**** Records to process ****

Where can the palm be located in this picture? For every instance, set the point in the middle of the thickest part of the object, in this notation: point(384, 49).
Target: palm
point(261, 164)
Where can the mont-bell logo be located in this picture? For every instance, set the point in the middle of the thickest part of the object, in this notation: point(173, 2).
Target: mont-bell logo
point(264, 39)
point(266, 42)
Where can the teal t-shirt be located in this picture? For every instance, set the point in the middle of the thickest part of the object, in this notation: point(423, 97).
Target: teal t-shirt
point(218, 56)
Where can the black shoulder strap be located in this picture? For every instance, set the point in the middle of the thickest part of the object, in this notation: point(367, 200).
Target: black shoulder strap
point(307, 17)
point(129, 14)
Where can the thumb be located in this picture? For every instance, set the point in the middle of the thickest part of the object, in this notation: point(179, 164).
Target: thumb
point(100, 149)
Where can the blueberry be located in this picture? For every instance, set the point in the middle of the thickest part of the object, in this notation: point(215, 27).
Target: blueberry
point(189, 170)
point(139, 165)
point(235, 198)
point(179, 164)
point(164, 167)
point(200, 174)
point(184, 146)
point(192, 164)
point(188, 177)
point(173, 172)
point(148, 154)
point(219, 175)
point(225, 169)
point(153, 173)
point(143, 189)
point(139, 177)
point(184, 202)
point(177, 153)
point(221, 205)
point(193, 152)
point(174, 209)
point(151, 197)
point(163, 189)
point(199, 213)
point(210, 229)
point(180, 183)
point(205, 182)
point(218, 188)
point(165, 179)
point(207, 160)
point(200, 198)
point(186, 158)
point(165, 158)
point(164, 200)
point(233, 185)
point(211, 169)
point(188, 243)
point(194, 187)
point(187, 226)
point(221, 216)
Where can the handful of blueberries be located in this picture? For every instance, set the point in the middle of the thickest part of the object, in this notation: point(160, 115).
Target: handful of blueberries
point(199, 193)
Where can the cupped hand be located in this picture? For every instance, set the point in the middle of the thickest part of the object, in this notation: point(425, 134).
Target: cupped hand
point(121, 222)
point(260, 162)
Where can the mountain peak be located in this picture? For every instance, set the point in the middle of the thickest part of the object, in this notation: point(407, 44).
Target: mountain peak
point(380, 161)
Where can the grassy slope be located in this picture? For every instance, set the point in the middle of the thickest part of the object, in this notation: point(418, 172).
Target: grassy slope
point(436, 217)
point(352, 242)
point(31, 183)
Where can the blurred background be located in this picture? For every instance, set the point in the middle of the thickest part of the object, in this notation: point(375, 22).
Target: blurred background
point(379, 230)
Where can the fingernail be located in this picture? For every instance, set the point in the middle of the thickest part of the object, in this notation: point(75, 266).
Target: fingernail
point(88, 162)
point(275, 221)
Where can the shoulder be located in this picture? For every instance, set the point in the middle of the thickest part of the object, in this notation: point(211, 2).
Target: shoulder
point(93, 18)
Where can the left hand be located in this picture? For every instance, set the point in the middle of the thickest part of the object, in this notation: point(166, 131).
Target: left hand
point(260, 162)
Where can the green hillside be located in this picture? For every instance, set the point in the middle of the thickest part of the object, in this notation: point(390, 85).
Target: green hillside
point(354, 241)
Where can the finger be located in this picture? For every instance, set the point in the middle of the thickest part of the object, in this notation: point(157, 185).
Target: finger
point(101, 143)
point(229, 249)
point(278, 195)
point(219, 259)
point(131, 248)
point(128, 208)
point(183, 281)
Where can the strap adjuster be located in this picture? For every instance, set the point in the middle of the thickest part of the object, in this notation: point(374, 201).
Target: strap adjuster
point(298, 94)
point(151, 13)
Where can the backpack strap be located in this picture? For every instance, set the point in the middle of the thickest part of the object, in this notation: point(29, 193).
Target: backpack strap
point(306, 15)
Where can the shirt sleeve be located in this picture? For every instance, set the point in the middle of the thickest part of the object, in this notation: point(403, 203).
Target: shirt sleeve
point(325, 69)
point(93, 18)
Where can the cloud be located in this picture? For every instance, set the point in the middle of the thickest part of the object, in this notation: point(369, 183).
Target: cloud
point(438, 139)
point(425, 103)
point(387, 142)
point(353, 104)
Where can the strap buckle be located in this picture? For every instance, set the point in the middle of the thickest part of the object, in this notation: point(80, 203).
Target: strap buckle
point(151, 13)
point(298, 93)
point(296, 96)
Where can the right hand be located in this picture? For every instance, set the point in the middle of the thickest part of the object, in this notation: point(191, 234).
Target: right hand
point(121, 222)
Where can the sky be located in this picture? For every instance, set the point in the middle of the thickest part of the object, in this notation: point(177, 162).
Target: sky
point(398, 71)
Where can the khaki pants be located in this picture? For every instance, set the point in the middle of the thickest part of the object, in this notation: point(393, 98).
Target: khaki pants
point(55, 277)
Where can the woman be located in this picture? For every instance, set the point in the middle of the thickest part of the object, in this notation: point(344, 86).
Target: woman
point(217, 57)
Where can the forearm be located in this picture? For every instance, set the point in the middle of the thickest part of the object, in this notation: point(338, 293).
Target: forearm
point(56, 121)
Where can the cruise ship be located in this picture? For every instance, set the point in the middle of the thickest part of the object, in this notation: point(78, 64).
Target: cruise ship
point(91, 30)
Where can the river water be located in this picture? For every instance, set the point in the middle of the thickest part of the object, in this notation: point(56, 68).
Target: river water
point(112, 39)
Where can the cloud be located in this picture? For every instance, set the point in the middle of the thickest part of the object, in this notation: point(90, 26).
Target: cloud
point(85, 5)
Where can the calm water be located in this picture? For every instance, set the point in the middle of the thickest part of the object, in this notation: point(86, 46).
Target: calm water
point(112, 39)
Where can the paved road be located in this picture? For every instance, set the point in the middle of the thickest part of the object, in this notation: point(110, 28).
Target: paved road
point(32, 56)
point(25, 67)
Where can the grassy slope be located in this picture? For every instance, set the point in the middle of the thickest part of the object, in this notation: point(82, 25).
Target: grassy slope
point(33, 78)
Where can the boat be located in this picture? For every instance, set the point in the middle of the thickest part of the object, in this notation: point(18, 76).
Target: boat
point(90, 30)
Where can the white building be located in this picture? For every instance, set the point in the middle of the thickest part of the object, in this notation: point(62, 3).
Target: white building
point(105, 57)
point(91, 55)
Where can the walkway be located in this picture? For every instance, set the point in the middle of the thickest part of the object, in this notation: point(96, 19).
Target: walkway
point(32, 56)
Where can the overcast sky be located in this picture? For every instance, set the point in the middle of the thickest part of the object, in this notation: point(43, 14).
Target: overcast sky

****

- Exercise directions
Begin with the line that contains "Target: river water" and print each line exactly until the data ends, including the last line.

- Response area
Target: river water
point(112, 39)
Where can the cloud be located in this picture? For every instance, set the point in the middle of the thickest part of the object, in this notation: point(90, 26).
Target: cloud
point(85, 5)
Where can the calm water be located in this picture? For every instance, set the point in the middle of the thickest part of the object, in this notation: point(86, 46).
Target: calm water
point(112, 39)
Where can the paved road be located in this picture? For every instance, set the point in the middle of the thickest part of the object, in this notation: point(110, 28).
Target: paved road
point(32, 56)
point(25, 67)
Where can the grassy slope be located in this picture? For every instance, set the point in the middle of the thickest part of the object, in this notation: point(82, 25).
Target: grassy slope
point(33, 78)
Where can the boat be located in this picture? For every instance, set the point in the middle of the thickest part of the object, in this notation: point(18, 76).
Target: boat
point(90, 30)
Where can the white building be located in this picture? For every instance, set the point in the middle of the thickest part of the object, in this notation: point(62, 3).
Target: white building
point(105, 57)
point(91, 55)
Where can the walkway be located in this picture? For every instance, set the point in the middle of the thickest part of the object, in this notation: point(96, 19).
Target: walkway
point(32, 56)
Where can the overcast sky be located in this picture? For every instance, set the point in the middle of the thickest part of the object, in this notation: point(43, 14).
Target: overcast sky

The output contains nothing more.